◆ **Required task a**
Answer these from the thread on encoding and line-ending conversion, one answer per line, marked the same way:
(i) According to Mark, what should "no value" for the encoding property mean?
(ii) What blind replacement does Mark suggest for UCS2 when the byte order is known?
(iii) What does Mark say about making assumptions about \0 characters across all encodings supported by Python?

◆ **Article**
--
But please understand that none of these operations attempt to use the encoding.  I hope I have made it clear that I only think this should be done when we are *already* doing operations which treat the file as containing characters, and would write garbage if it is wrong.

Again: only when it is *already* necessary to interpret bytes as characters should we check the bytes are what we think they are.  This would happen at no other time.

> Yes, I understand this analogy with Python.
> 
> > However, it is a matter of philosophy - I always take the approach
> that it's easier to make a correct program fast than it is to make a
> fast program correct :)  I think I've made my point, so I'm happy to
> let things rest there...
> 
> Sorry, but I still don't understand your proposal.
> 
> If we using 'ascii' as default encoding then what?
> Any file that has 8th bit set in its content should be refused to use
> eol conversion?

Yes - it is clearly not ascii.  I'd have no problem with the user having the ability to set their default - but "no value" for the encoding property should mean "ascii".

> 'ascii' is valid encoding to do blind s.replace('\n', '\r\n'). Yes?

But that isn't relevant - if the file is not ascii, but you have treated it as ascii, you have corrupted the file.  Only if you are sure it truly does contain ascii can you be sure your output is correct.

> But unicode (utf-16 encoded) files potentially could contains no bytes
> with upper-bit set.
> Yes, I know about BOM, but imagine someone produce utf-16 with some
> script and don't
> put BOM characters. At least for Python interpreter absence of BOM is
> not error.

If we are assuming UCS2 (ie, UTF16 without surrogates) and know the byte order, then I see no reason you couldn't also optimize this encoding by replacing with a  blind "s.replace("\n\0", "\r\0\n\0")".  It also seems possible to me that utf8 could perform fairly well without truly decoding.

However, I believe UTF16 *can* have high-bits set.

> So, is default should be: if encoding is not set then refuse to do eol
> conversion at all?
> Is it correct?

That is my position, in the same way that Python will refuse to perform any encoding if things are wrong.

Imagine if Python took the position that "foo.decode('utf16")'", if "foo" was not valid utf16, would silently return a string holding invalid utf16 without complaint.  I think it is a *feature* you get an error (ie, Python refuses to perform the operation) in that case.

I think it would be a *feature* of bzr to fail whenever it encountered data which is invalid in the encoding bzr thinks it is - it really is as simple as that.

> In my opinion we should check \0 byte as well, because it most likely
> that utf-16
> encoded file will have at least one \0 inside. Is it correct
> assumption?

No - if you look at all encodings supported by Python, I don't think you can make *any* assumptions about \0 characters, or any others.  If you reduce the subset of encodings you intend supporting, you can start to make such assumptions.

Mark
--
◆ **Entries provided**
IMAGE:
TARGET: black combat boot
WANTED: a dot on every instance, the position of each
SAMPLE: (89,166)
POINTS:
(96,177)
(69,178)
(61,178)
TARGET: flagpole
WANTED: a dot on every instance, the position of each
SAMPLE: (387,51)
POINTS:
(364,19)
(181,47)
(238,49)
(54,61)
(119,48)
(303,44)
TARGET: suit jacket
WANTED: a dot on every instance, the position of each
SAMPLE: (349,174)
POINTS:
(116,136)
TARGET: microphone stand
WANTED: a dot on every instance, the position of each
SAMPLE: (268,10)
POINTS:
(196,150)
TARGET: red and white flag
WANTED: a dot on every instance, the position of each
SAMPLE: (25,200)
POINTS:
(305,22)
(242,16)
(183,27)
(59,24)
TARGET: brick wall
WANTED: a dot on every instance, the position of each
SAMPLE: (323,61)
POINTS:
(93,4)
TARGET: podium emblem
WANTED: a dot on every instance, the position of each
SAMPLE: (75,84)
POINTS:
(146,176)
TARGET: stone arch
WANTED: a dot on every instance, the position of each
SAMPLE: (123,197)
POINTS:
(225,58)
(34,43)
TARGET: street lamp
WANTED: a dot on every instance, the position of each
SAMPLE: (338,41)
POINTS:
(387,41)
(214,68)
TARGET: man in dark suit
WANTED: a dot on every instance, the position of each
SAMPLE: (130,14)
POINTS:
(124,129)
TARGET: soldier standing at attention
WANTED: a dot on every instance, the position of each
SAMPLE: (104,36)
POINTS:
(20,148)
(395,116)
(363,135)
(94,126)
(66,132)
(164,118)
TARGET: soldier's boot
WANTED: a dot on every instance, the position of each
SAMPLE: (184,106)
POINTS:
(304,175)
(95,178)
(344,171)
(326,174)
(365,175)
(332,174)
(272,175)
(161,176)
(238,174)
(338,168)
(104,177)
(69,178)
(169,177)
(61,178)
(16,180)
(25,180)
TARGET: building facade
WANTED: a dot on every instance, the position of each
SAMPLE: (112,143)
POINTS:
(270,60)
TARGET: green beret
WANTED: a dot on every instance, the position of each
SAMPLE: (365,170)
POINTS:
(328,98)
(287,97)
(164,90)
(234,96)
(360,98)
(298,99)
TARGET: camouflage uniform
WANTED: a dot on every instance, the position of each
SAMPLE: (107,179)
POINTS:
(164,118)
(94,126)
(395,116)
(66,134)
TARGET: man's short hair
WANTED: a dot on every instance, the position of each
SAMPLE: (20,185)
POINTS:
--
◆ **Required task b**
Print the rows again word for word, starting at the line that contains "TARGET: camouflage uniform" and ending at the last line of the rows, both included.

◆ **Correct response a**
(i) It should mean "ascii".
(ii) s.replace("\n\0", "\r\0\n\0")
(iii) He doesn't think you can make any assumptions about \0 characters, or any others.

◆ **Correct response b**
TARGET: camouflage uniform
WANTED: a dot on every instance, the position of each
SAMPLE: (107,179)
POINTS:
(164,118)
(94,126)
(395,116)
(66,134)
TARGET: man's short hair
WANTED: a dot on every instance, the position of each
SAMPLE: (20,185)
POINTS:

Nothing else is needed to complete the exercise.